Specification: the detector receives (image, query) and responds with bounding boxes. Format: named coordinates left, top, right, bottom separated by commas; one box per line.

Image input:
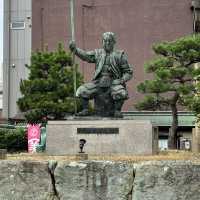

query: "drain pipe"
left=7, top=0, right=11, bottom=119
left=3, top=0, right=11, bottom=119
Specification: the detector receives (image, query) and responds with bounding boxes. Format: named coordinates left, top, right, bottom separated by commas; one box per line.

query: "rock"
left=132, top=161, right=200, bottom=200
left=0, top=160, right=52, bottom=200
left=54, top=161, right=134, bottom=200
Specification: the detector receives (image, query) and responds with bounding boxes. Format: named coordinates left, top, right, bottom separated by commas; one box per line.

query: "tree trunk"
left=168, top=104, right=178, bottom=149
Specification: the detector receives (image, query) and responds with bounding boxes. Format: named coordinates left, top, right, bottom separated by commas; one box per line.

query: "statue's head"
left=102, top=32, right=116, bottom=53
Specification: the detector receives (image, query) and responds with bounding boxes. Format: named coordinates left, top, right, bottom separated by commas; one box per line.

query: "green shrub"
left=0, top=127, right=27, bottom=152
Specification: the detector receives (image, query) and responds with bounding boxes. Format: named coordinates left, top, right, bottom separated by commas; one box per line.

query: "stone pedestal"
left=0, top=149, right=7, bottom=160
left=46, top=119, right=156, bottom=155
left=75, top=153, right=88, bottom=160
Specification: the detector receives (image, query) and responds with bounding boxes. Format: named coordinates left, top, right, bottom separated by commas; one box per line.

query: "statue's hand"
left=120, top=78, right=125, bottom=84
left=69, top=40, right=76, bottom=52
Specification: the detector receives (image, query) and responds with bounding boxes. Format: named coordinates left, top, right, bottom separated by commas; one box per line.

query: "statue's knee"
left=76, top=86, right=83, bottom=97
left=111, top=88, right=128, bottom=100
left=112, top=91, right=128, bottom=100
left=76, top=86, right=87, bottom=97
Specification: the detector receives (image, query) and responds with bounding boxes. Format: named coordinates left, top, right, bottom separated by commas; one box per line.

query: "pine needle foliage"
left=17, top=43, right=83, bottom=123
left=135, top=34, right=200, bottom=149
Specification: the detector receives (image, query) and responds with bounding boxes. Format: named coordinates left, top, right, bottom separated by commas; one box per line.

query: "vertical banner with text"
left=27, top=124, right=41, bottom=153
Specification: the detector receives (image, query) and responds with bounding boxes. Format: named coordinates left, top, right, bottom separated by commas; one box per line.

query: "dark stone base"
left=0, top=149, right=7, bottom=160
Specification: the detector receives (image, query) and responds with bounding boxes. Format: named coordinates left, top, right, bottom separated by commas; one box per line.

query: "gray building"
left=3, top=0, right=32, bottom=118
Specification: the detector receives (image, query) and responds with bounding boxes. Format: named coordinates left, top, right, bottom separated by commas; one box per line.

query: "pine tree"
left=17, top=44, right=83, bottom=123
left=187, top=69, right=200, bottom=122
left=135, top=34, right=200, bottom=149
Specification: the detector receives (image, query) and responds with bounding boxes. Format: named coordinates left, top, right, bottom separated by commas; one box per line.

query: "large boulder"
left=132, top=161, right=200, bottom=200
left=0, top=160, right=52, bottom=200
left=54, top=161, right=134, bottom=200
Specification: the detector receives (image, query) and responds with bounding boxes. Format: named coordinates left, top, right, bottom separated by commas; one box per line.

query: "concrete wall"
left=3, top=0, right=32, bottom=118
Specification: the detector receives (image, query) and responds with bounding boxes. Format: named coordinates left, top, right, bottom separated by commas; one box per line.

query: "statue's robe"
left=75, top=48, right=133, bottom=100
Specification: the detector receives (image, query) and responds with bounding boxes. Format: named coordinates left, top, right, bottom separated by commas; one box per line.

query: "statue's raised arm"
left=69, top=40, right=96, bottom=63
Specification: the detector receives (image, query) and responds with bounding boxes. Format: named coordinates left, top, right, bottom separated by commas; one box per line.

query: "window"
left=10, top=21, right=25, bottom=30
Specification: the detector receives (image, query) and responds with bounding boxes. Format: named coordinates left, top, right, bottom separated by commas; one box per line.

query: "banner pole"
left=69, top=0, right=77, bottom=114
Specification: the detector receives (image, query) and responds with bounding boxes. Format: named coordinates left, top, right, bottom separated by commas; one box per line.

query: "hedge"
left=0, top=127, right=27, bottom=152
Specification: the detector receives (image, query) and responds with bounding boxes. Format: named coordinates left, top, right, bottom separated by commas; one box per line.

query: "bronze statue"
left=69, top=32, right=133, bottom=118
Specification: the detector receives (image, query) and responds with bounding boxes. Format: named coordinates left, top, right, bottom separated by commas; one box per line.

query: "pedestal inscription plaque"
left=77, top=128, right=119, bottom=134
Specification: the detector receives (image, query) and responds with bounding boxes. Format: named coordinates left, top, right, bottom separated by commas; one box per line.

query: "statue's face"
left=102, top=36, right=115, bottom=53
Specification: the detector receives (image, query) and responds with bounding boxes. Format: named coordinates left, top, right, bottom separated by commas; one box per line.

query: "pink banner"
left=27, top=124, right=41, bottom=153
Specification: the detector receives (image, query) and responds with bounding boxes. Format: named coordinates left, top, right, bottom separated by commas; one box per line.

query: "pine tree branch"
left=171, top=78, right=192, bottom=83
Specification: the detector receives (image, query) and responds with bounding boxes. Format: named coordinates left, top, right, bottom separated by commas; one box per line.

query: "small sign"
left=27, top=124, right=41, bottom=153
left=10, top=21, right=25, bottom=30
left=185, top=141, right=191, bottom=150
left=77, top=128, right=119, bottom=134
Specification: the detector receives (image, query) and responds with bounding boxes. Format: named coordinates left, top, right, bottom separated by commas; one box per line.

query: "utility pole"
left=69, top=0, right=77, bottom=114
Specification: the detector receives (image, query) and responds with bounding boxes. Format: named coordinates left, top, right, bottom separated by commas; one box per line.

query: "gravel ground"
left=5, top=150, right=200, bottom=163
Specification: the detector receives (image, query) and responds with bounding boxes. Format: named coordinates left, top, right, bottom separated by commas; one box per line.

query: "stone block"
left=0, top=160, right=52, bottom=200
left=46, top=120, right=155, bottom=155
left=54, top=161, right=134, bottom=200
left=133, top=161, right=200, bottom=200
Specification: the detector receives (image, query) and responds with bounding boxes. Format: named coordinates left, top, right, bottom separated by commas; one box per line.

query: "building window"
left=191, top=0, right=200, bottom=33
left=159, top=139, right=168, bottom=151
left=10, top=21, right=25, bottom=30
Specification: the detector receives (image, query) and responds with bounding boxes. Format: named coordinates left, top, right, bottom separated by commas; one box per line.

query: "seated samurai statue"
left=69, top=32, right=133, bottom=118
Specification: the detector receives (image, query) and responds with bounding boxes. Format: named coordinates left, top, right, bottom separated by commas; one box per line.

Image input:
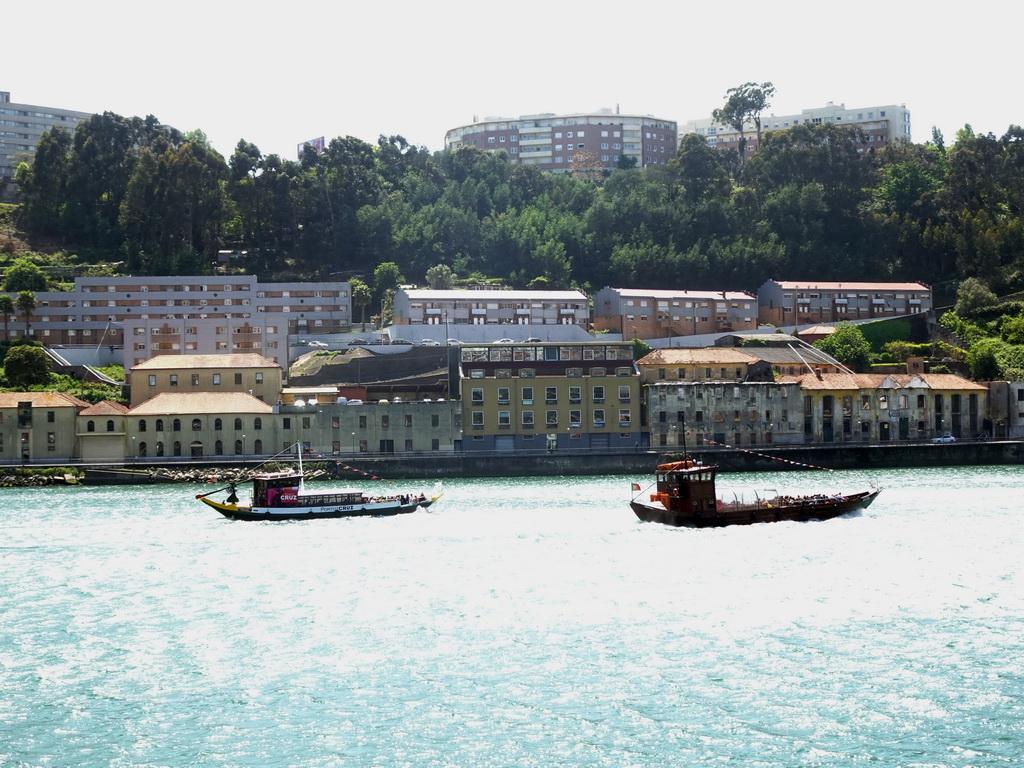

____

Task to complete: Write the records out again in full, exactly, and skip every picture.

Written solution:
Specification: the detector receives (image, query) and responds with bounding boxes. Format: named coordinates left, top, right, bottom separated by commas; one box per line.

Image input:

query: "drain pipe"
left=7, top=0, right=11, bottom=119
left=3, top=0, right=11, bottom=119
Specification: the detector receives (image, query) and responds with bounding boxes. Format: named coordinates left, top, right, bottom separated by commas; one box per line.

query: "rock"
left=132, top=161, right=200, bottom=200
left=0, top=160, right=52, bottom=200
left=54, top=161, right=134, bottom=200
Specification: the detector receives (image, query) and responds with bounding boxes. Format: named coordinates left, top, right, bottom separated by commas; one box per line.

query: "tree trunk"
left=168, top=104, right=178, bottom=149
Specification: the detector receives (image, query) and responds with bounding boxes. Format: named coordinates left, top, right, bottom separated by commas; one box per line.

query: "statue's head"
left=102, top=32, right=116, bottom=53
Specification: the detector receives (image, query) and responds with bounding boxes. Format: named coordinates left, top, right, bottom separated by commas; one box per line.

query: "green shrub"
left=0, top=127, right=27, bottom=152
Specification: the detector receives (image, query) and responds with bounding boxes. Format: named coordinates left, top, right, bottom separated by commas; one box per line.

query: "stone pedestal"
left=0, top=149, right=7, bottom=160
left=46, top=119, right=156, bottom=155
left=75, top=153, right=88, bottom=160
Specification: the detector receives (image, query) and responds with bounding boxes. Format: named coordinates left, top, right, bottom separated by commas; one box per line.

query: "statue's hand"
left=120, top=78, right=125, bottom=84
left=69, top=40, right=76, bottom=52
Specification: the detector receives (image, query) and responds with bounding boxes. Format: named coordinates left, top, right, bottom separated by commas; one box per line.

query: "statue's knee"
left=76, top=86, right=83, bottom=97
left=111, top=88, right=128, bottom=100
left=112, top=91, right=128, bottom=100
left=76, top=86, right=87, bottom=97
Specification: the detector receives (image, query) and responds with bounding boxes. Format: named coordinates left, top, right, bottom separated by commas; one box per line.

query: "pine needle foliage"
left=17, top=43, right=83, bottom=123
left=135, top=34, right=200, bottom=149
Specification: the detector receives (image, query) and responds with bounding boxes. Format: named coordinates left, top, right, bottom separated by commas; one box per line.

query: "vertical banner with text"
left=27, top=124, right=41, bottom=153
Specification: the detector receives (image, query) and responds with bounding boxes. Format: named coordinates left, top, right, bottom separated by commas; one box per line.

query: "dark stone base"
left=0, top=149, right=7, bottom=160
Specification: the detector receives (image, query) and responds with bounding boxes. Format: named coordinates left, top, right, bottom separated by commas; one box per line.

query: "gray building"
left=3, top=0, right=32, bottom=118
Specification: the detector receives (image, query) and responds with bounding boxes. Format: named coordinates left, top, right, bottom separated by commas; one box per line.

query: "pine tree"
left=17, top=44, right=83, bottom=123
left=187, top=69, right=200, bottom=122
left=135, top=34, right=200, bottom=149
Specification: the detector receives (image, query) and responds with bounding boxes. Format: named coordinates left, top, right, bottom separated by commas; one box per line.

query: "large boulder"
left=132, top=161, right=200, bottom=200
left=0, top=160, right=52, bottom=200
left=54, top=161, right=134, bottom=200
Specification: the detector receives (image, query) and responds with bounding boxes. Format: named coordinates left, top, right, bottom separated by commas; one box per line.

query: "concrete wall"
left=3, top=0, right=32, bottom=118
Specification: the detector receives (image, query) and responds with bounding boxes. Format: named coordinates left, top, right, bottom separated by commas; one box per line.

query: "statue's robe"
left=75, top=48, right=133, bottom=100
Specification: the detector receives (image, query) and responds with bounding boxes. Format: named coordinates left, top, right, bottom separated by commas; one box per line.

query: "statue's raised arm"
left=69, top=40, right=96, bottom=63
Specification: the detector receives (image, query) and responds with bounding boxes. Format: named coordinates left, top, right, bottom separated by commas; one box per line.

query: "window"
left=10, top=21, right=25, bottom=30
Specification: the detector receives (image, query) and responds with bounding boxes. Format: named coordinates left, top, right, bottom separated by commas; one box per line.

query: "banner pole"
left=69, top=0, right=77, bottom=114
Specification: the detector receives (image, query) and responds with bounding boxes. Format: named coordinates left, top, right, bottom separated by commas; one box per line.

query: "hedge"
left=0, top=127, right=27, bottom=152
Specification: the detector receives (image, query) and responds with bounding boxes. Format: named coordinates left, top, right, bottom separated by commas; one box per line.

query: "bronze statue"
left=69, top=32, right=133, bottom=118
Specification: the detector receives (image, query) and responds with bounding boxes. Format: named coordinates left, top, right, bottom separated by commas; one box per line.

query: "pedestal inscription plaque"
left=77, top=128, right=119, bottom=134
Specification: the detector receives (image, query) and responds with bounding boxes. Format: named coordinates left, top, right, bottom separated by commas; one box per line.

query: "statue's face"
left=102, top=36, right=115, bottom=53
Specification: the detector receives (image, query) and responds with bounding boxes. Format: named coordinates left, top, right, bottom separated by commas; one box per line.

query: "pink banner"
left=27, top=124, right=41, bottom=153
Specification: the detector receives (image, query) and responds with bounding boxes. Format: named coordinates left, top, right, bottom separated by commas; one box per line.

query: "pine tree branch"
left=171, top=78, right=192, bottom=83
Specification: the detector receives (image, query) and responds with bounding boxes. Format: named coordinates left, top, right, bottom separated by commas; one box per line.

query: "small sign"
left=27, top=124, right=41, bottom=153
left=10, top=21, right=25, bottom=30
left=185, top=141, right=191, bottom=150
left=77, top=128, right=119, bottom=134
Specification: the detector receives (image, query) and responds with bounding boxes. Format: named coordinates left, top, right, bottom separated by commas; one box per line.

query: "utility pole"
left=69, top=0, right=77, bottom=114
Specification: the detector receives (image, query) and responds with bounding boxes. Format: named coordinates left, top, right, bottom separated by commas; one box per line.

query: "gravel ground"
left=5, top=150, right=200, bottom=163
Specification: the detector receives (image, query) and responds with bounding boxes. Format: named coordinates left, top, right, bottom separated by commas; one box per line.

query: "stone block"
left=0, top=160, right=52, bottom=200
left=46, top=120, right=155, bottom=155
left=54, top=161, right=134, bottom=200
left=133, top=161, right=200, bottom=200
Specification: the detector receives (image, query) and responds with bounding boxes. Format: named coordinates left, top, right, bottom separated by commas; one box per line.

query: "building window"
left=191, top=0, right=200, bottom=33
left=159, top=139, right=168, bottom=151
left=10, top=21, right=25, bottom=30
Specification: the detector receives (image, query) and responds with bounding boxes. Format: named coordinates left, top, right, bottom separated by commas; one box per line.

query: "seated samurai statue"
left=69, top=32, right=133, bottom=118
Specification: the detector receives (image, query) and responds with bounding boxes. Format: named coordinates left, top, right, bottom separated by commas; one box per line.

Image input:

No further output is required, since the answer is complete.